[Exercises]
A: Answer these from the passage on Helen of Troy, one answer per line, marked the same way:
(i) In what year did Evelyn De Morgan paint Helen of Troy?
(ii) Who discovered minor planet 101 Helena?
(iii) Who directed the 1956 film Helen of Troy?
B: Write the next part of the passage on Helen of Troy, picking up after its final sentence.

:: Page excerpt

The English Pre-Raphaelite painter Evelyn De Morgan portrayed a sexually assertive Helen in her 1898 painting Helen of Troy. Salvador Dalí was obsessed with Helen of Troy from childhood and saw his wife Gala Dalí and the surrealist character Gradiva as the embodiments of Helen. He dedicates his autobiography Diary of a Genius to "my genius Gala Gradiva, Helen of Troy, Saint Helen, Gala Galatea Placida."

Minor planet 101 Helena discovered by James Craig Watson in 1868, is named after Helen of Troy.

John Erskine's 1925 bestselling novel The Private Life of Helen of Troy portrayed Helen as a "sensible, bourgeois heroine", but the 1927 silent film of the same name, directed by Alexander Korda, transformed Helen into "a shopaholic fashion maven".

In 1928, Richard Strauss wrote the German opera Die ägyptische Helena (The Egyptian Helena), which is the story of Helen and Menelaus's troubles when they are marooned on a mythical island.

The 1938 short story, "Helen O'Loy", written by Lester del Rey, details the creation of a synthetic woman by two mechanics. The title is wordplay that combines "Helen of Troy" with "alloy".

The 1951 Swedish film Sköna Helena is an adapted version of Offenbach's operetta, starring Max Hansen and Eva Dahlbeck. In 1956, a Franco-British epic titled Helen of Troy was released, directed by Oscar-winning director Robert Wise and starring Italian actress Rossana Podestà in the title role. It was filmed in Italy, and featured well-known British character actors such as Harry Andrews, Cedric Hardwicke, and Torin Thatcher in supporting roles.

The 1971 film The Trojan Women was an adaptation of the play by Euripides in which Irene Papas portrayed (a non-blonde) Helen of Troy.

::::
:: Information provided

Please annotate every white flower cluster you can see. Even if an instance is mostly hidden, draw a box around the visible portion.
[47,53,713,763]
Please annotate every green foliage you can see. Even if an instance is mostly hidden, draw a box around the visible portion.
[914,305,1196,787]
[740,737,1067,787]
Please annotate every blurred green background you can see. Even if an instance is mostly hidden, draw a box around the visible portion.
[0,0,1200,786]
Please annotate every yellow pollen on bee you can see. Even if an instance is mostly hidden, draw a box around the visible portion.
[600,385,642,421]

::::
:: Information provided

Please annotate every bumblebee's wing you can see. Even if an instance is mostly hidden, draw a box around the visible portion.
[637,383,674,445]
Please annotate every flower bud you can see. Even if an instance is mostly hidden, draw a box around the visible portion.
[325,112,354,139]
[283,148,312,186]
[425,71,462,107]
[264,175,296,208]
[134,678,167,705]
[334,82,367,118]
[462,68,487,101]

::::

[Answers for this exercise]
A:
(i) 1898
(ii) James Craig Watson
(iii) Robert Wise

B:
In the 1998 TV series Hercules, Helen appears as a supporting character at Prometheus Academy as a student. Helen is caring and enthusiastic. She was the most popular girl in the academy and Adonis' girlfriend. Helen tries her best to keep Adonis from behaving stupidly, but mostly fails. She likes Hercules, but as a friend. She is a princess as in the myth but is not a half-sister of Hercules in the series. She was voiced by Jodi Benson.

===21st century===
Ellen McLaughlin's play, Helen', published in 2002, takes up the themes common in the literature since at least Euripides' play, of the dichotomy between reality and fantasy, and how it shapes the life of women. The play takes place in a hotel in Egypt, where Helen has been waiting out the war, only to find that a phantom, idealized Helen has taken her place both in the hearts of people and in her own husband Menelaus' heart, much like the fantasy image of Marilyn Monroe and other "glamorous" women—ultimately, the real character of Helen is rejected by her husband who chooses the phantom instead, and finds herself at the end of the play, old and anonymous, beginning to write her story herself. In 2003, a television version of Helen's life up to the fall of Troy, Helen of Troy, was released in which she was played by Sienna Guillory. In this version, Helen is depicted as unhappy in her marriage and willingly runs away with Paris, with whom she has fallen in love, but still returns to Menelaus after Paris dies and Troy falls.

Helen was portrayed by Diane Kruger in the 2004 film Troy. In this adaptation, as in the 2003 television version, she is unhappily married to Menelaus and willingly leaves with Paris, whom she loves. However, in this version she does not return to Sparta with Menelaus (who is killed by Hector), but escapes Troy with Paris and other survivors when the city falls.

Inspired by the line, "Was this the face that launched a thousand ships...?" from Marlowe's Faustus, Isaac Asimov jocularly coined the unit "millihelen" to mean the amount of beauty that can launch one ship. Canadian novelist and poet Margaret Atwood re-envisioned the myth of Helen in modern, feminist guise in her poem "Helen of Troy Does Countertop Dancing".

In the 2026 film The Odyssey, Lupita Nyong'o portrays both Helen and her sister Clytemnestra.